Could you rewrite all the entries below with "pixel marker" swapped for "coordinate point" everywhere and everything else left unchanged, omitting the pictures?

**EXCERPTED DATA**
━━━━━━

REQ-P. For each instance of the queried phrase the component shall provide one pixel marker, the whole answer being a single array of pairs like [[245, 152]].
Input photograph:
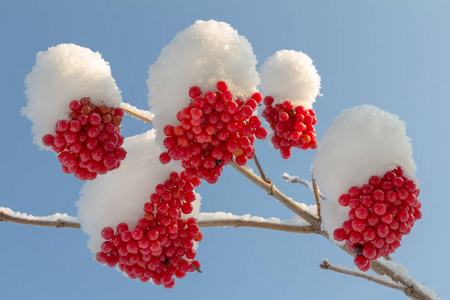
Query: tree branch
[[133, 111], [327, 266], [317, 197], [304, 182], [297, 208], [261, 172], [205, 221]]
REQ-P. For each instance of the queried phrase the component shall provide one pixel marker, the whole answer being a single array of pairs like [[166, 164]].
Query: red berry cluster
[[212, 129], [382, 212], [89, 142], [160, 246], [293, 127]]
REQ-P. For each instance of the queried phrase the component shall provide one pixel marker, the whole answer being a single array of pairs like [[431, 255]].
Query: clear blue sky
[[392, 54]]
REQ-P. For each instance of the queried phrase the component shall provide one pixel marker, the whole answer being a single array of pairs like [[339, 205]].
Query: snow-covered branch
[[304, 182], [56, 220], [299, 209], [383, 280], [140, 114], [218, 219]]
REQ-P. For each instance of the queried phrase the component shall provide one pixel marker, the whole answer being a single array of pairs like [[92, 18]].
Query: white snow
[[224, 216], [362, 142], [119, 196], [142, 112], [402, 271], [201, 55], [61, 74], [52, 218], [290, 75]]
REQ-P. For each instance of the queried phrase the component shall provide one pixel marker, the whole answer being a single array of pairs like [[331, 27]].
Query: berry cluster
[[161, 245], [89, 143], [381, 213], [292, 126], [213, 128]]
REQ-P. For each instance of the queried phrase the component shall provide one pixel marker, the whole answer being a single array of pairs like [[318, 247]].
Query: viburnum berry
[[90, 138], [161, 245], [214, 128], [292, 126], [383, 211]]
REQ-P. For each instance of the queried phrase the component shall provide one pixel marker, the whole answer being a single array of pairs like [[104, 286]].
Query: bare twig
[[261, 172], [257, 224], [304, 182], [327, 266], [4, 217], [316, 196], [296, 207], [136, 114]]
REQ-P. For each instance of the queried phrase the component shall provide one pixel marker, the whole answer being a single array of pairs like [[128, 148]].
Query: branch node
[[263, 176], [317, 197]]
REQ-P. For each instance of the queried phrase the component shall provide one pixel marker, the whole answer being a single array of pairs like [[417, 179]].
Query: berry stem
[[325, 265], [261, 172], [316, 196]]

━━━━━━

**SOLUTION TO THIS TASK**
REQ-P. For each instance of the queried phrase the component shall provide one coordinate point, the whole answer being a single array of pairs like [[245, 152]].
Input photograph:
Query: tree branch
[[133, 111], [327, 266], [317, 197], [304, 182], [297, 208], [261, 172], [205, 221]]
REQ-P. For each instance of the queried phrase the component shall provide one coordinate point, the whole answer being a single array of pairs like [[166, 164]].
Query: red berry cluster
[[212, 129], [382, 212], [89, 142], [160, 246], [293, 127]]
REQ-P. For each instance of the queried phrase the component shall provide one coordinate point, the whole answer being a single array of pairs like [[431, 255]].
Query: clear blue sky
[[392, 54]]
REQ-P. For each instance of the queried phrase the component shall provide one coordinate point, the whole answer being a single array of pairs like [[339, 205]].
Query: snow-covered branch
[[304, 182], [56, 220], [299, 209], [383, 280], [140, 114], [218, 219]]
REQ-P. For each instance of the queried phrase the component shall provide one coordinate point, the whole answer being a single array of pairs like [[92, 18]].
Query: white snow
[[224, 216], [362, 142], [119, 196], [142, 112], [402, 271], [201, 55], [61, 74], [52, 218], [290, 75]]
REQ-P. For each instance of the queried phrase the component shall provide one coordinate point, the whole answer being a single array of pairs like [[331, 27]].
Query: berry cluster
[[161, 245], [89, 143], [381, 213], [292, 126], [213, 128]]
REQ-P. For each instance of the queried phrase the component shall provide one coordinate point, the whole answer being a single array of pairs like [[318, 247]].
Query: viburnum berry
[[90, 138], [161, 245], [214, 128], [292, 126], [383, 211]]
REQ-P. For each instance of the queried phrase the component shall provide one coordinate point, the whole answer being a single array of pairs like [[104, 286]].
Query: bare twig
[[261, 172], [257, 224], [304, 182], [327, 266], [4, 217], [316, 196], [296, 207], [136, 114]]
REQ-P. For each instance of the queried phrase the component shall provide one coordinate point, the whole answer being a single array of pairs like [[128, 148]].
Query: branch node
[[263, 176], [317, 197]]
REQ-P. For each instance of the queried phrase the component shall provide one coordinate point, the whole answer being a single array of pairs like [[417, 179]].
Query: berry stem
[[325, 265], [261, 172], [316, 196]]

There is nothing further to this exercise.